### Work required
Set down, word for word, the stretch of lines from the one containing "Identify a point on every instance of the small" to the end of the records below.

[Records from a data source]
━━━━
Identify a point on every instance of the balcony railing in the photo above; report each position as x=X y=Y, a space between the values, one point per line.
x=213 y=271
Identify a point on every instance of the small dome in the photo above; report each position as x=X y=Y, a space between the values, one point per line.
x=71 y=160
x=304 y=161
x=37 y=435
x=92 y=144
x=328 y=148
━━━━
### Response
Identify a point on every instance of the small dome in the photo above; report each position as x=X y=Y, a space between the values, one point per line.
x=71 y=160
x=304 y=161
x=37 y=435
x=92 y=144
x=328 y=148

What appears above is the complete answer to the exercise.